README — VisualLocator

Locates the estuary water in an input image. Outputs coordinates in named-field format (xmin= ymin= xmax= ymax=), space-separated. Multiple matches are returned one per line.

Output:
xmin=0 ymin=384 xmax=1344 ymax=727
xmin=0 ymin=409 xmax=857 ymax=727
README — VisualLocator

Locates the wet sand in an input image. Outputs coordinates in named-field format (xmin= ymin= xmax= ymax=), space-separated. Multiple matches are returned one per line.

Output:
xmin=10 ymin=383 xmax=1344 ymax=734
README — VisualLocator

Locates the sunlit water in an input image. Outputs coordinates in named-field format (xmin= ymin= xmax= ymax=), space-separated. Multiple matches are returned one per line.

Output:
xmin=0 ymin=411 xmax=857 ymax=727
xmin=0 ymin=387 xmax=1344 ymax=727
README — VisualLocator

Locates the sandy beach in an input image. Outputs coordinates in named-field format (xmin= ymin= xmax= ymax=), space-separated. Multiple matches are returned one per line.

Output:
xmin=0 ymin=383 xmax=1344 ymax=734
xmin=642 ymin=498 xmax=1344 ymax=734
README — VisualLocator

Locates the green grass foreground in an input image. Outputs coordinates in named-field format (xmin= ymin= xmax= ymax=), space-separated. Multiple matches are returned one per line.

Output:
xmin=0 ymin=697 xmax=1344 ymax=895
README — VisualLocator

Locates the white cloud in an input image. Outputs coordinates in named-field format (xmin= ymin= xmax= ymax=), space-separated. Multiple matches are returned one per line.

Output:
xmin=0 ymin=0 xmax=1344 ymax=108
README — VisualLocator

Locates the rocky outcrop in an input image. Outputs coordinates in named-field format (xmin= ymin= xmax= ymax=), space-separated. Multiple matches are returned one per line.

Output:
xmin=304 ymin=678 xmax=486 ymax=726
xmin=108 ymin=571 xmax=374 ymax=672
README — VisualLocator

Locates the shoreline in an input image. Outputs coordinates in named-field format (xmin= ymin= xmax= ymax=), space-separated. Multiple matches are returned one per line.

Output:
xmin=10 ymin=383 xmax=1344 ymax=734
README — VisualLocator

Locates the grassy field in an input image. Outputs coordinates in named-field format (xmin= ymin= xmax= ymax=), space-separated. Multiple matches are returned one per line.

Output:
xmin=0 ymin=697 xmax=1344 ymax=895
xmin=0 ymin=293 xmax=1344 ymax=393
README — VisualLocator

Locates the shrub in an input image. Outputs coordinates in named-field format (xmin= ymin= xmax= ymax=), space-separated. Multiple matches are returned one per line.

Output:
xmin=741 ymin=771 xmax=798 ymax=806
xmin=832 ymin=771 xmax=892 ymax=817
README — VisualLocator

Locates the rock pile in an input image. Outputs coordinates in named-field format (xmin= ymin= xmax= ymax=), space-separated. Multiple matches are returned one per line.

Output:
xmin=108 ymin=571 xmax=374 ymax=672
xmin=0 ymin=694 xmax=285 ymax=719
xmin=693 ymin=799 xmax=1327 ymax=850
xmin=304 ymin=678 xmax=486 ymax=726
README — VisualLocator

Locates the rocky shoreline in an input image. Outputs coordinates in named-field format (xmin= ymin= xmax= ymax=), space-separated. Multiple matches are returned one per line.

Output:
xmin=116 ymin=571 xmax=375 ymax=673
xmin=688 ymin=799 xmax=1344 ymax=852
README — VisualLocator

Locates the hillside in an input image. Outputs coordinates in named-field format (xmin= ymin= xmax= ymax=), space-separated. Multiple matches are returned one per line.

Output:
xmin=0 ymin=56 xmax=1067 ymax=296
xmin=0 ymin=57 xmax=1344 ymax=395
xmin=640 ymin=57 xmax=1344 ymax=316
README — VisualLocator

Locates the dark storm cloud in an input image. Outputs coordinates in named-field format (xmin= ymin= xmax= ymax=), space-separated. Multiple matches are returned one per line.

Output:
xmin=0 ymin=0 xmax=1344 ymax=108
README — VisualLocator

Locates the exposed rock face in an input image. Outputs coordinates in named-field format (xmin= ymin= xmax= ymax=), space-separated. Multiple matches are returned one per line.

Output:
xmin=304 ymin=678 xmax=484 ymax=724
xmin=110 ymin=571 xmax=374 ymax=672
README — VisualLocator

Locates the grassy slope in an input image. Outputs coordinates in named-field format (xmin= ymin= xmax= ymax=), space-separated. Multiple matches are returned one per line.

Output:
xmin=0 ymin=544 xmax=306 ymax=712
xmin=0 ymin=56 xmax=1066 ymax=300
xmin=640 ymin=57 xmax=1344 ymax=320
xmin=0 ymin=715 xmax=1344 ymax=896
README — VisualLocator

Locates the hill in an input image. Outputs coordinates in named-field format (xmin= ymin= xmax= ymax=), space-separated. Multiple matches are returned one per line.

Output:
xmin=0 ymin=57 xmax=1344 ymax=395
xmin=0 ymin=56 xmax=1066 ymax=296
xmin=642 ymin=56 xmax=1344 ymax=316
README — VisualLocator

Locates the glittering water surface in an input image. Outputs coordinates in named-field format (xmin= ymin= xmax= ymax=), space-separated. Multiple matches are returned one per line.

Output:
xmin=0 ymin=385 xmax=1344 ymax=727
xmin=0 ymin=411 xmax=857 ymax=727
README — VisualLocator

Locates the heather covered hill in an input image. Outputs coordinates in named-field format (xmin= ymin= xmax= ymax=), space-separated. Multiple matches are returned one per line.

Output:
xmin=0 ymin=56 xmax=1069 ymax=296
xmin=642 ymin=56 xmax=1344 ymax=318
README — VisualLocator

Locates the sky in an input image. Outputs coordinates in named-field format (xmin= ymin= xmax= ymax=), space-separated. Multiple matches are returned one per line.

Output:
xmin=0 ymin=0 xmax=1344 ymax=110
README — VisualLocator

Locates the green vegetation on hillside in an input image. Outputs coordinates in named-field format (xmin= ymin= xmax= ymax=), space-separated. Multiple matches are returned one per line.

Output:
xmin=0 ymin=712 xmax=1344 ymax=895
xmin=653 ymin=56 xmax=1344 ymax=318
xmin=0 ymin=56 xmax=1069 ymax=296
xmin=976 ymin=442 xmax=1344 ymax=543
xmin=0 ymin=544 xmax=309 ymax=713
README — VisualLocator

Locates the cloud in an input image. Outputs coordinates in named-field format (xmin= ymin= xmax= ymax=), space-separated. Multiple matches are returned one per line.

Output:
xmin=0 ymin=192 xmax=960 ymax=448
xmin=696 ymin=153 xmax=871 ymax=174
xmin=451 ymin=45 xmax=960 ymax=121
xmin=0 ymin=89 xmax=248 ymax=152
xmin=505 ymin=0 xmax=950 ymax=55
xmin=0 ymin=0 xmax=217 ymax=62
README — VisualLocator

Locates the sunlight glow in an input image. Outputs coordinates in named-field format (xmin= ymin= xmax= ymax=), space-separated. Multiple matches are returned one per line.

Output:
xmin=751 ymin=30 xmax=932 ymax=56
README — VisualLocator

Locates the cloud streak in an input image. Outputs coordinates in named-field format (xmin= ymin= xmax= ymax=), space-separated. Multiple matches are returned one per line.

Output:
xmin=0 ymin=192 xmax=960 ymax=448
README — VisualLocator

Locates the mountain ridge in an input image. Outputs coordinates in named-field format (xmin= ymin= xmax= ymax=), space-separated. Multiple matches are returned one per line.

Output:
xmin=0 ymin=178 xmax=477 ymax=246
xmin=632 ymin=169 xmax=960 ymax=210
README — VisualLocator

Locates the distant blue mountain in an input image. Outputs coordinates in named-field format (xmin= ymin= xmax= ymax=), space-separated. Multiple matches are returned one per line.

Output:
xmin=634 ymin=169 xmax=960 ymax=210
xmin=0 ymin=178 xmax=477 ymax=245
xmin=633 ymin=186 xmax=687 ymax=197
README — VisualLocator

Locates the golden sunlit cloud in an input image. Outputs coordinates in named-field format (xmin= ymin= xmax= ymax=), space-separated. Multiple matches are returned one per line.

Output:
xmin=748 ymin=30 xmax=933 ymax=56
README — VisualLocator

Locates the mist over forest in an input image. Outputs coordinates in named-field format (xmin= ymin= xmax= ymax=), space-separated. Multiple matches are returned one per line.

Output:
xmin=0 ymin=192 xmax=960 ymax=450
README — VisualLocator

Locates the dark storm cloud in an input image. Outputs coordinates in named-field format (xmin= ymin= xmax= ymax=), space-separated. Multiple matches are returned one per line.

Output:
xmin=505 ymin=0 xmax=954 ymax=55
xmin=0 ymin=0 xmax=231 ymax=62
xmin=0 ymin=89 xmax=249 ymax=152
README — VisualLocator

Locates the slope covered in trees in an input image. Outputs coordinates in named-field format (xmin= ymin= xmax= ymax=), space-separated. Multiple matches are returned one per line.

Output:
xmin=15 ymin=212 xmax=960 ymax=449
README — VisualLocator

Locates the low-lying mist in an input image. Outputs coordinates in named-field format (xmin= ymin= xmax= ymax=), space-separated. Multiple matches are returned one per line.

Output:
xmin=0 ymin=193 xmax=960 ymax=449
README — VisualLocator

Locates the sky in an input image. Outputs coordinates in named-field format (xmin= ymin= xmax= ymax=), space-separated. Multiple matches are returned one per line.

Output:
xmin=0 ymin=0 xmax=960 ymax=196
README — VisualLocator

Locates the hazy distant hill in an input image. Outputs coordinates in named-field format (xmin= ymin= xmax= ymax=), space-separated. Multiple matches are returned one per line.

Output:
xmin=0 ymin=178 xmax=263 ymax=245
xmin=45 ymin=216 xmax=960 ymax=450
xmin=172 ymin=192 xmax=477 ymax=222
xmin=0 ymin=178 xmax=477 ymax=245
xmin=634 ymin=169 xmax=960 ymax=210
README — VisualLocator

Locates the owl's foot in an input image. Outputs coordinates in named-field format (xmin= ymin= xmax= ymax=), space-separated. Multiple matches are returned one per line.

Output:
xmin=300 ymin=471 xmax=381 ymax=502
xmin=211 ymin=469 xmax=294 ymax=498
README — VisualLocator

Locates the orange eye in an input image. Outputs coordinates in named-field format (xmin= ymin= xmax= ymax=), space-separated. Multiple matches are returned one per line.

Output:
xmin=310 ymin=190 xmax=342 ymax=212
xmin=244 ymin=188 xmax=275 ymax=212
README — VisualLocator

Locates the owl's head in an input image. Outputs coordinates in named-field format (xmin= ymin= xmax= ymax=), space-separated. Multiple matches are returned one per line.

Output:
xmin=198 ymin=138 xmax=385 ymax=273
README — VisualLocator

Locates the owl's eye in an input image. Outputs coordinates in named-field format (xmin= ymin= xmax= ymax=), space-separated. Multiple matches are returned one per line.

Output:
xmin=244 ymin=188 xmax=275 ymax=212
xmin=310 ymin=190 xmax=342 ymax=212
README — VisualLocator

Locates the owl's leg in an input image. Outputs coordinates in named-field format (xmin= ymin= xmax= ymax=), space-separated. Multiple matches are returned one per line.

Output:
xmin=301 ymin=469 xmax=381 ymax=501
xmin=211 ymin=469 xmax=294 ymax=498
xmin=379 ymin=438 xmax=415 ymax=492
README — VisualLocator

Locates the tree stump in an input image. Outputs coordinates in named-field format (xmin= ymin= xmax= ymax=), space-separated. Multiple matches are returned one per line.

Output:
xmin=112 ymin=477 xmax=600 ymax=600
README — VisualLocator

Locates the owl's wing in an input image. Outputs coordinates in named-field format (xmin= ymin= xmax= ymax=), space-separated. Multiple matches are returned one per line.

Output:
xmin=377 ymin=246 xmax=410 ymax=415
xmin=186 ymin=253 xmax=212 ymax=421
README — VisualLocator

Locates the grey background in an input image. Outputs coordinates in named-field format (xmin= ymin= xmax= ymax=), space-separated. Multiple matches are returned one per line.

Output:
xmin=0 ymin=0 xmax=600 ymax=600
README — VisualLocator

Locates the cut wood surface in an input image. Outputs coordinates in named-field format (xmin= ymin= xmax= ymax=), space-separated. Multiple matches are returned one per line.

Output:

----

◆ Requirement ◆
Filter the material above down to the lines that contain the word "distant", copying each of those lines in full.

◆ Solution for this problem ◆
Locates the distant blue mountain in an input image. Outputs coordinates in named-field format (xmin= ymin= xmax= ymax=), space-separated. Multiple matches are returned one per line.
Locates the hazy distant hill in an input image. Outputs coordinates in named-field format (xmin= ymin= xmax= ymax=), space-separated. Multiple matches are returned one per line.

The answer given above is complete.